## Task description
Drop every image, then reproduce the data exactly as given.
====== Information
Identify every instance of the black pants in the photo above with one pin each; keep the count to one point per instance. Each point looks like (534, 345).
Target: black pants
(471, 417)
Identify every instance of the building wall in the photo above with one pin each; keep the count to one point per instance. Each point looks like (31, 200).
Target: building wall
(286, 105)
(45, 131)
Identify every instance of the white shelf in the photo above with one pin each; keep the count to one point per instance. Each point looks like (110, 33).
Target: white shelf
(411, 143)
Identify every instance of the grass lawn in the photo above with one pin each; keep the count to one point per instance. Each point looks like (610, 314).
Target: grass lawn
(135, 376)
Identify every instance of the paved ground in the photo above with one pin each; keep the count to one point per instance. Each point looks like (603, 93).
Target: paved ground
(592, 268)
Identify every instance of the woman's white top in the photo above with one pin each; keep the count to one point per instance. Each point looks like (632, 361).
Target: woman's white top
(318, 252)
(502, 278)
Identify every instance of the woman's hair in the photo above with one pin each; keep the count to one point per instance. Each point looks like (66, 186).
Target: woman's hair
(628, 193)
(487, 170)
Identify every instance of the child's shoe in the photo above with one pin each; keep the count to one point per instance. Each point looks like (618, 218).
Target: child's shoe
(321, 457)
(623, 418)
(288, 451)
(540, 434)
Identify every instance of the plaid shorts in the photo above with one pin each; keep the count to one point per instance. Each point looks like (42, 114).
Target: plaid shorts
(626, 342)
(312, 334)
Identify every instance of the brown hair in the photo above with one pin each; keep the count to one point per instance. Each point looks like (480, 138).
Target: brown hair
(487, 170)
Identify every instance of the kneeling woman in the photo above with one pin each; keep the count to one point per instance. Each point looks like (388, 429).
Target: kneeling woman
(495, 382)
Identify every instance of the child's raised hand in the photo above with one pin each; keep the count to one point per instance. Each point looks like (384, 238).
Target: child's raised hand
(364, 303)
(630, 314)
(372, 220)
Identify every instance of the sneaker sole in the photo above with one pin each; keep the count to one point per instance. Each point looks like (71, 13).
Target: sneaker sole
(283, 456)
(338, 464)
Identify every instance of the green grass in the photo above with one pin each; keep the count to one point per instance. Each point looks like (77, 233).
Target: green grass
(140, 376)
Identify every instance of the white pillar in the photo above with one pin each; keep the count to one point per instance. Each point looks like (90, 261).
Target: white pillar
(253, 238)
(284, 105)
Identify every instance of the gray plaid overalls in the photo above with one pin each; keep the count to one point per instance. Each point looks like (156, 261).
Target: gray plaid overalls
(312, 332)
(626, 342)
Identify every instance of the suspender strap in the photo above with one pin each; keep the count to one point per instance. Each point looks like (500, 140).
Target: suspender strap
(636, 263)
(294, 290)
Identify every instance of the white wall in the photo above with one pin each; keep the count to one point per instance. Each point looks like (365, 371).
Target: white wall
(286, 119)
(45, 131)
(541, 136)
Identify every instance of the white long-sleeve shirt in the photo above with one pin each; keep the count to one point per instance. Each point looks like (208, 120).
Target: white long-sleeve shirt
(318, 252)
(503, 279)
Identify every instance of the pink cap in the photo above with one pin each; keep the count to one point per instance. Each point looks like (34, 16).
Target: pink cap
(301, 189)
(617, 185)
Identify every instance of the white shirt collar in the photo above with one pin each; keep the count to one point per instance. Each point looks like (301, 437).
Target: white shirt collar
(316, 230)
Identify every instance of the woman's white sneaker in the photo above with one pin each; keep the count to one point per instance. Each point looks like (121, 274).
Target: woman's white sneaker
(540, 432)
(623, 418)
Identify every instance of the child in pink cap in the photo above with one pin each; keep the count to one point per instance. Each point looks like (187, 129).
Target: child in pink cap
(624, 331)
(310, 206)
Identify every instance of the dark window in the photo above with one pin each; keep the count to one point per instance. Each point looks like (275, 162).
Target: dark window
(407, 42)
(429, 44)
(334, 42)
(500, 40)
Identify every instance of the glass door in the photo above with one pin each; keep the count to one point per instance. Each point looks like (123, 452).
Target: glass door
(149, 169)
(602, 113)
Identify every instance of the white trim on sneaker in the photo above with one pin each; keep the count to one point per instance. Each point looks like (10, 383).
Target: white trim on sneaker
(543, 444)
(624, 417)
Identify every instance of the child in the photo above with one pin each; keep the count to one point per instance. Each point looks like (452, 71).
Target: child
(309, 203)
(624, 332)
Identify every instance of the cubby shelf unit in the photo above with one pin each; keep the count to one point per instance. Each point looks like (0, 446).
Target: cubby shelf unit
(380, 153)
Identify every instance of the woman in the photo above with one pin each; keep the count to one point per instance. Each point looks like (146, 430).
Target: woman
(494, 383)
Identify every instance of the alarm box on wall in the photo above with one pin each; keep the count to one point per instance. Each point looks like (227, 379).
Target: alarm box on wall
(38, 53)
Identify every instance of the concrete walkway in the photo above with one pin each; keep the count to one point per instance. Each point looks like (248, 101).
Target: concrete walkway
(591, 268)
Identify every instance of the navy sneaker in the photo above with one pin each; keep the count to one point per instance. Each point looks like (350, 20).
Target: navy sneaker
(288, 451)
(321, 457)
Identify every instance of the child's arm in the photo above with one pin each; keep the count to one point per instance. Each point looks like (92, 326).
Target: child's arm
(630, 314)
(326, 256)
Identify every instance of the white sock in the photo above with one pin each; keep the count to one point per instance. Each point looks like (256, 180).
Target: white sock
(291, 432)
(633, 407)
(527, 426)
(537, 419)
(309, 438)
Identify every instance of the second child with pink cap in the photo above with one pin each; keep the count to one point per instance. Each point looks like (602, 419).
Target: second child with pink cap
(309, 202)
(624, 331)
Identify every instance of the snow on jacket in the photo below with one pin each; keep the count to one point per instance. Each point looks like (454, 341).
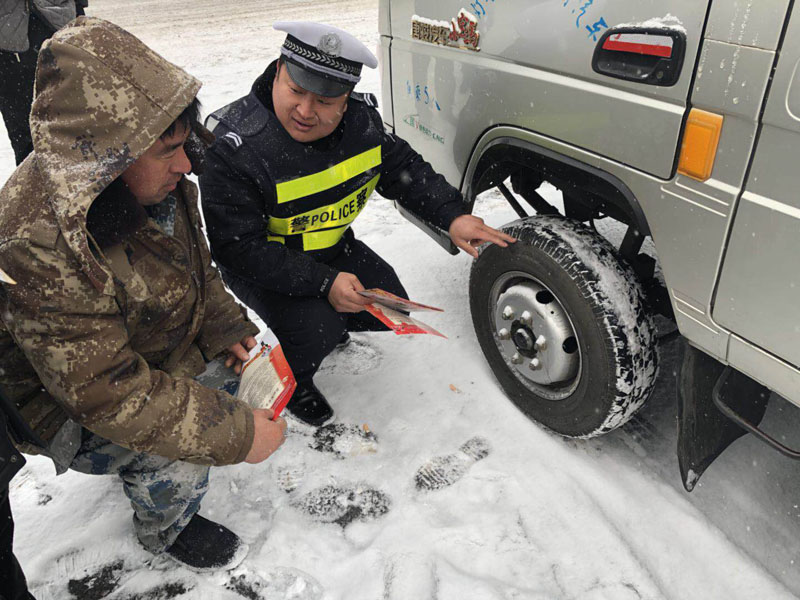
============
## Solution
Identify every instance of the black pants in the photo above with one pin each; keep the count to one point per instance. Each point looks like (534, 345).
Target: black pants
(471, 417)
Identify every instance of the building wall in the photo above with one pin each; keep the count to one point per instance. Each point looks like (31, 200).
Target: building wall
(286, 105)
(45, 131)
Identify every instance of the white shelf in the photo above with one pin each; keep the count to one point per instance. Each point looks like (110, 33).
Target: white shelf
(411, 143)
Identify every instance of the grass lawn in the photo above with one pin each; keep the count to one point per instance. Each point looks like (610, 314).
Target: grass lawn
(135, 376)
Identify every instance of the paved ground in the photo above with one pin each; keep the count to one point per instance. Each point looks like (603, 93).
Target: paved ground
(592, 268)
Identify every instance of the woman's white top in the photo above with one pin each; keep the count to one point per instance. Each point looks like (632, 361).
Target: woman's white top
(318, 252)
(502, 278)
Identify every instance of the woman's hair in the photo above with one pin each; keep the count to one point per instance. Each point looks like (66, 186).
Target: woman's hair
(628, 193)
(487, 170)
Identify every instance of the child's shoe in the photo above with one pin each; keep the count to one point per instance. Each point looks like (618, 218).
Target: child's shoe
(321, 457)
(623, 418)
(288, 451)
(540, 434)
Identify every instance of the plaid shorts in the photo above with one pin each; keep the count to one point per instance. Each point looks like (42, 114).
Target: plaid shorts
(626, 342)
(312, 334)
Identify every instance of the brown hair in the photo above with one pin each; keep the count to one point per instance. Each point looks like (480, 138).
Target: brown hair
(487, 170)
Identify every instance of the kneeling woman in the photo above with one pin each; keep the count to one point per instance. Each point looks like (388, 429).
Target: kneeling woman
(495, 382)
Identify every instance of the child's raised hand in the photo above with one pin each; keep the count to one point per instance. Each point looks like (384, 238).
Target: child's raised hand
(364, 303)
(630, 314)
(372, 220)
Identify every instance of the sneaker sole in the photo above with one pin each; keep the count to one point per instance. Each point looks like (71, 13).
Target: sneaker sole
(283, 456)
(338, 464)
Identify every instance of the green grass in the photo above with one pin each; keep the count to one point per instance. Each point looks like (77, 233).
Target: green grass
(140, 376)
Identify every instance of the white pillar in the photo above with one pin each; keep the count to one point per instance. Each point looks like (90, 261).
Target: white pillar
(253, 238)
(284, 105)
Identify every instance of the gray plaid overalls in the photo above with one pin each; keep the count to one point per instance. Each point looks like (156, 261).
Target: gray plaid overalls
(312, 332)
(626, 342)
Identify every instance of the suspender strap in the photo above with one pin each; keep the count to one point per instance. Each point looks like (500, 140).
Target: suspender strap
(636, 263)
(294, 290)
Identify every instance of the white wall in the photo above with one pin each; keep the count to one point per instance. Each point looks like (365, 371).
Target: white wall
(286, 119)
(45, 131)
(541, 136)
Identify every instance of the white long-sleeve shirt in the photo above with one pin each; keep the count to one point per instance. Each point looks like (208, 120).
Target: white long-sleeve shirt
(318, 252)
(503, 279)
Identify every instance of the pink cap in the photo above with one pin each; keep the count to one point per instance. Each point looks like (34, 16).
Target: pink cap
(301, 189)
(617, 185)
Identify every instance of the white shirt collar in the photo above with one pin each; keep the count to one point per instance. Each point looks like (301, 437).
Target: white shirt collar
(316, 230)
Identify every instance of the woman's white sneaker in the photo above with one pin each; keep the count to one point per instance. Each point looks like (121, 274).
Target: woman's white sneaker
(540, 432)
(623, 418)
Identify every instance of the child in pink cap in the photo above with one pin each; keep the count to one point per instance. Each point looks like (187, 129).
Target: child in pink cap
(624, 331)
(310, 206)
Identify every instance of the dark window in the photo above with one pin each; keep the count to one point per instance. Each point looks like (275, 162).
Target: dark window
(407, 42)
(429, 44)
(334, 42)
(500, 40)
Identify every instance of the glass door in the photo above with one pin each; keep the count to one point per instance. Each point looks like (123, 452).
Target: glass door
(149, 169)
(602, 113)
Identify every instance of the white trim on sneaker in the photo above with one pin each; keep the count to one point per instance. Each point looks like (10, 383).
Target: white trim on sneaker
(543, 444)
(624, 417)
Identify every instance of the child in the photo above with one pin each; keep the count to one point per instance. Each point looks like (452, 71).
Target: child
(309, 203)
(624, 332)
Identify every instance of the cubby shelf unit in the photo above with one pin each; keep the count to one point per instance. Each point looks like (0, 446).
Target: cubby shelf unit
(380, 153)
Identify every instance of the woman in the photo above with one pin each; keep the count to one point per instance. Each point looks like (146, 430).
Target: woman
(494, 383)
Identify every instance of the alarm box on wall in the photo above with one pin each; keep the count to one point per instance. Each point looks like (227, 379).
Target: alarm box on wall
(38, 53)
Identify every instance of the concrete walkway in the photo above with one pin each; keep the count to one point per instance. Each point looks like (248, 101).
Target: concrete walkway
(591, 268)
Identify every instance of the navy sneaker in the photo above with one pin each; keep the count to one point per instance. Each point looks like (350, 20).
Target: navy sneaker
(288, 451)
(321, 457)
Identify every instance of the child's arm in the photo above with one pin each; keep the count to one point per instance. Each point looks like (92, 326).
Target: child's arm
(630, 314)
(326, 256)
Identify every instance of the white sock in the photo above with one pin each; keep the count to one point per instance. Each point looks like (256, 180).
Target: white sock
(291, 432)
(633, 407)
(527, 426)
(537, 419)
(309, 438)
Identify every instance of the second child with pink cap in the photo above with one pin each; keep the count to one point per instance. Each point looks like (602, 419).
Target: second child with pink cap
(309, 202)
(624, 331)
Identify every instance of the snow on jacket in the photo below with one pin each; keep the count to one point per instance. Each point looks like (454, 341).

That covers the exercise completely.